▶ **EXTRACT PROVIDED**
───

We pass next to the quotation of sections 21 and 26 of said charter, which provide as follows:

"§ 21. An ordinance passed under subdivision three of section seventeen of this act (already referred to as authorizing the adoption of ordinances to define and prevent disorderly conduct) may provide that any person, upon conviction of a violation thereof, shall be fined or committed to the Erie county penitentiary for such time as the court or officer before whom such person was convicted shall fix, not exceeding six months; in case the person convicted of such violation is fined and does not immediately pay such fine, he may be committed to the Erie county penitentiary for the term of one day for each and every dollar of said fine not paid. * * *"

"§ 26. When an ordinance provides that a person convicted of breach of it may be sentenced to confinement in the penitentiary, the person charged with a violation of such ordinance shall be proceeded against in the way provided by law for proceeding against persons charged with the commission of a criminal offense."

We think that the foregoing two sections authorize and relate to criminal proceedings. The last one manifestly does. We think that the first one also does; that it is not connected with the other sections first quoted in providing for a civil action merely to collect a fine. When this section gives the court or officer before whom the alleged violator is brought the power upon conviction either to fine or commit to the penitentiary, its character as between civil and criminal proceedings must be determined by all the powers therein conferred. The power, at the option of the court or officer, to commit to the penitentiary implies, as we think, a judgment and sentence to that effect and indicates necessarily a proceeding of a criminal nature. The nature of the proceeding is not changed or diminished in this respect because the optional power is given to confine rather than sentence and commit to the penitentiary.

───

▶ **INFORMATION SHOWN**
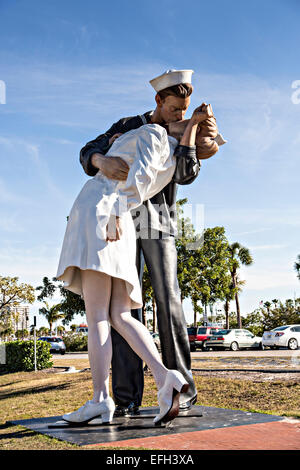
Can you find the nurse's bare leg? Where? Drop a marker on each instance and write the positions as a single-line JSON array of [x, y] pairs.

───

▶ **STATED PROBLEM 1**
In the passage on charter sections 21 and 26, translate this sentence into Spanish: "We think that the foregoing two sections authorize and relate to criminal proceedings."
▶ **STATED PROBLEM 2**
Using the passage on charter sections 21 and 26, decide whether each statement agrees with it. Answer yes or no for each, and quote the words that settle it.
(a) Someone fined under section 21 who does not pay at once may be held one day for every unpaid dollar.
(b) Section 21 allows commitment to the penitentiary for up to one year.
(c) The writers hold that section 21 provides only for a civil action to collect a fine.
▶ **STATED PROBLEM 3**
According to the passage on charter sections 21 and 26, how must a person charged with breaking an ordinance that allows penitentiary confinement be proceeded against?

▶ **RESULT 1**
Consideramos que las dos secciones anteriores autorizan procedimientos penales y se refieren a ellos.

▶ **RESULT 2**
(a) Yes: "he may be committed to the Erie county penitentiary for the term of one day for each and every dollar of said fine not paid"
(b) No: "not exceeding six months"
(c) No: "that it is not connected with the other sections first quoted in providing for a civil action merely to collect a fine"

▶ **RESULT 3**
In the way provided by law for proceeding against persons charged with the commission of a criminal offense.